> [EXCERPT]

################

# Filling Gaslow in Italy



## hblewett (Jan 28, 2008)

We are off to Italy in a couple of weeks, and are wondering if there is any problems with filling our Gaslow bottles there. We have only briefly crossed northern Italy before, and the one place we went to refill was met with an excitable attendant who was keen for us not to refill our Gaslow. Is this typical, or is it usually OK? Also: 

- are there a reasonable number of filling stations with lpg? 
- is it best to look for lpg, autogas, or what? 

Anyone who can offer their experience, we would much appreciate, thanks


----------



## Superk (Aug 22, 2005)

Spent five winter months in Italy including Sicily and didn't have any problems filling Gaslow. Supply varies in different regions and it's not always at the garage - look out for Autogas signs.

################

[Point labeling dataset excerpts]
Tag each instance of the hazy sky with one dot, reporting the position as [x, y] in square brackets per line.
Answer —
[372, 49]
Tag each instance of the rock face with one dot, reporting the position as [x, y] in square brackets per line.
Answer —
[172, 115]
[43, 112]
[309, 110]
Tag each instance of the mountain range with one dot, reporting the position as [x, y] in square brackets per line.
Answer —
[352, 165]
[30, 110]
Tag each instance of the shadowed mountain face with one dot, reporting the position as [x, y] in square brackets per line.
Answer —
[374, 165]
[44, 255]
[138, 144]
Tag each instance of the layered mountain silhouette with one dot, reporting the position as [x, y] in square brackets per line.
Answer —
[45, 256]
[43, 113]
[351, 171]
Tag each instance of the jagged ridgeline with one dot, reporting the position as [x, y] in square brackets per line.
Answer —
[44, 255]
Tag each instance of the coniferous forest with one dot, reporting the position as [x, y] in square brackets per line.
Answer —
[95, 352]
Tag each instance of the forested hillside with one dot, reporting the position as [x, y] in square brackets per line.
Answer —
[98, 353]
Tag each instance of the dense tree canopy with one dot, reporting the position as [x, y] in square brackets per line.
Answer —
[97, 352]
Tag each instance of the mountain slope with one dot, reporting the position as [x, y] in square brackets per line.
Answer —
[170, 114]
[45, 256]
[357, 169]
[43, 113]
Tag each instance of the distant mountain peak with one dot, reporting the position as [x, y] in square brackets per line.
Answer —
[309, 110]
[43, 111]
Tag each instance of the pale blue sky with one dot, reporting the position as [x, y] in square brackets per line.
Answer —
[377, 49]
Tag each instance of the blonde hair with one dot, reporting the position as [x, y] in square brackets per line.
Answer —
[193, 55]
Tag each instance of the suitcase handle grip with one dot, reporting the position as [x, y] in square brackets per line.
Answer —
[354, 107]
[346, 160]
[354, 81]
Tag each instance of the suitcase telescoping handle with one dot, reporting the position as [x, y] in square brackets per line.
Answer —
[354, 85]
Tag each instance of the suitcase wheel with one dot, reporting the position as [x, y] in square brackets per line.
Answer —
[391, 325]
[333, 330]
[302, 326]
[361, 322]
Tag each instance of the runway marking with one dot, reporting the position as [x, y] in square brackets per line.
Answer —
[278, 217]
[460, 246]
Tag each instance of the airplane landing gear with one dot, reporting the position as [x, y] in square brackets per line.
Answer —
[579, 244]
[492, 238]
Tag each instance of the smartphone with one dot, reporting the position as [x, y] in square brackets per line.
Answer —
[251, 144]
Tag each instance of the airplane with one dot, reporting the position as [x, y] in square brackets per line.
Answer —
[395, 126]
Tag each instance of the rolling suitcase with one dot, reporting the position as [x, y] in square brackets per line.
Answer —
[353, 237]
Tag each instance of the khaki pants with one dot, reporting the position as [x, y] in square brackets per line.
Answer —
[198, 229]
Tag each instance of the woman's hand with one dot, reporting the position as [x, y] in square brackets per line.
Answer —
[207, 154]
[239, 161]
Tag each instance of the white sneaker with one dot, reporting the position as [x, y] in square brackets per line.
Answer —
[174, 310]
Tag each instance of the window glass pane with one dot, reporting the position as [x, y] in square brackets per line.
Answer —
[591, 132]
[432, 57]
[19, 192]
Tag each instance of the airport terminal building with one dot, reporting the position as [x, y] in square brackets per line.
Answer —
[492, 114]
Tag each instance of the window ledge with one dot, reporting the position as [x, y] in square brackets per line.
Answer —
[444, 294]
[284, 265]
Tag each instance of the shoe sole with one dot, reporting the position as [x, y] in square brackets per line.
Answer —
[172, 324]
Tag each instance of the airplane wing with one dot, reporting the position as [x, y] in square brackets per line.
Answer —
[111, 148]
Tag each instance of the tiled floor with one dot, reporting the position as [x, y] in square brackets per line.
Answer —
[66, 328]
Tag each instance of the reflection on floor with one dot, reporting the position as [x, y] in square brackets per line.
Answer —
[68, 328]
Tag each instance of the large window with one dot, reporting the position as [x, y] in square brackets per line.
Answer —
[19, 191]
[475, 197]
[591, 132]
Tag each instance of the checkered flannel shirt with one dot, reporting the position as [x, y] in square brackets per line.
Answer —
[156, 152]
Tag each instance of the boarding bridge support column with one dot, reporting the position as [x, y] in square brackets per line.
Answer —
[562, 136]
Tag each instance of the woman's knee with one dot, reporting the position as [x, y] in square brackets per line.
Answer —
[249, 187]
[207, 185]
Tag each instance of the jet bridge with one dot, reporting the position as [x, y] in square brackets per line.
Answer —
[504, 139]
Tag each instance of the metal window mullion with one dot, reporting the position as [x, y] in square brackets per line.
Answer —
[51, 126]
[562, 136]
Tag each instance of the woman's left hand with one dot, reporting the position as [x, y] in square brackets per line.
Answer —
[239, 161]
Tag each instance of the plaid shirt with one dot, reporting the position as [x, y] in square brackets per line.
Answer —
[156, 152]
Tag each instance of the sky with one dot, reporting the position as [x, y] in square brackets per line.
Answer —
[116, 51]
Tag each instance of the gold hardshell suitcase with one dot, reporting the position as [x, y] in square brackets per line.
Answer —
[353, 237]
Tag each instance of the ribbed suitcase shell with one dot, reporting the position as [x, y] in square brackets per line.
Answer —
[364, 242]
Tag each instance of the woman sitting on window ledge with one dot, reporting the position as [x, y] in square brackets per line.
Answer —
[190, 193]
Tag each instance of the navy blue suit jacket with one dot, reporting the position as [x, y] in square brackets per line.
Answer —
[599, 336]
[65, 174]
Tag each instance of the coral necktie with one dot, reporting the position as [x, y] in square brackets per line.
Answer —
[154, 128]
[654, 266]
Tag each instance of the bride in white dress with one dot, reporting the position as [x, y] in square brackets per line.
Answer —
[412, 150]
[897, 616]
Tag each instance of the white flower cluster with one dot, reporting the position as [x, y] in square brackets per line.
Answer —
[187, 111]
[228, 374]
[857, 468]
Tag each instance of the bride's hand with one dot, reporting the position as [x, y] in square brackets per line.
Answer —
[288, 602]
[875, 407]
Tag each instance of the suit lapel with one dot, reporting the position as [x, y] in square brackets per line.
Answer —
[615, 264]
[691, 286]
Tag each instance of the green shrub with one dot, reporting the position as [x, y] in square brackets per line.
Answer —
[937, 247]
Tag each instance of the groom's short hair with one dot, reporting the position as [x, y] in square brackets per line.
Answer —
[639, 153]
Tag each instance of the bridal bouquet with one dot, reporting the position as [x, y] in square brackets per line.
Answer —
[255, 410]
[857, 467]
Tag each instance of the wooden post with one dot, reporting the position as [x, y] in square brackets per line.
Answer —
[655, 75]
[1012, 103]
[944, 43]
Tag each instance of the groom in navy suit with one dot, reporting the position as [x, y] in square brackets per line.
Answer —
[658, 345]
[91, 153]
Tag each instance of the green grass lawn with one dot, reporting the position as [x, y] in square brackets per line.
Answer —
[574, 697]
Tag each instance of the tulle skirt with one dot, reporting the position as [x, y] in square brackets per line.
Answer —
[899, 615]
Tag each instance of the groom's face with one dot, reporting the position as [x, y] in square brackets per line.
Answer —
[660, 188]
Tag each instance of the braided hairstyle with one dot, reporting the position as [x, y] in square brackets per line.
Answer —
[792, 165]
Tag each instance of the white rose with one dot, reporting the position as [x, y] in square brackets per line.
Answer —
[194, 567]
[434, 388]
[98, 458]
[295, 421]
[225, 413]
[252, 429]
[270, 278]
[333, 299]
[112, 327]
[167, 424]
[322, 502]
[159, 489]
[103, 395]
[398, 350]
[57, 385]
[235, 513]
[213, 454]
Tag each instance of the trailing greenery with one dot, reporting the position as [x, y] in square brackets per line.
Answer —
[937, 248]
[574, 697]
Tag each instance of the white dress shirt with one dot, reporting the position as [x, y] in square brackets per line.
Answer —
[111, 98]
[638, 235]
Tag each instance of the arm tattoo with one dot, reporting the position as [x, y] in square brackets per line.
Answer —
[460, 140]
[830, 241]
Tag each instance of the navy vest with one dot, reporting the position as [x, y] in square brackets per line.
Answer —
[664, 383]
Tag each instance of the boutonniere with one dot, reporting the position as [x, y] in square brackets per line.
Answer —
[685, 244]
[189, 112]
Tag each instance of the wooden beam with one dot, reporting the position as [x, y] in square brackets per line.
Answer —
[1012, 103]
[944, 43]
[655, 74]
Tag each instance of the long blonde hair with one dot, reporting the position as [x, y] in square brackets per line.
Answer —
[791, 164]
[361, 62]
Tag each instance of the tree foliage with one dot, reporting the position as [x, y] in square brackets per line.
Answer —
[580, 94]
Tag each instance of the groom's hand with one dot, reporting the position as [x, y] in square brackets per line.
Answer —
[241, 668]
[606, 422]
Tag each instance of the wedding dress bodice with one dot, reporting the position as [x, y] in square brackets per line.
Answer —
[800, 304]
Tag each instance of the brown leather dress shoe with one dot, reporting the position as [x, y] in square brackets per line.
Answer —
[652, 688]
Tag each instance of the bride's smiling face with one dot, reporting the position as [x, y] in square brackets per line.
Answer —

################

> [ACTIONS TO TAKE]
(1) In the thread about filling Gaslow in Italy, how long did Superk spend in the country?
(2) Pick up the thread on filling Gaslow bottles in Italy right after its final sentence and extend it.

> [ANSWERS BELOW]
(1) Five winter months, including Sicily.

(2)
This site can be useful

 
Keith


----------



## Rapide561 (Oct 1, 2005)

*LPG*

Hi

Easy enough to obtain from my experience, although when I tried to get LPG at an "attended service" place, the man said "no" as it was not for the engine power.

Russell

Make sure you have your Italian Gaslow adaptor. PM me if you need one.


----------



## SaddleTramp (Feb 15, 2007)

We have spent many months throughout Europe including Italy and never had an LPG problem at all, You just need to ensure you have the correct adapters.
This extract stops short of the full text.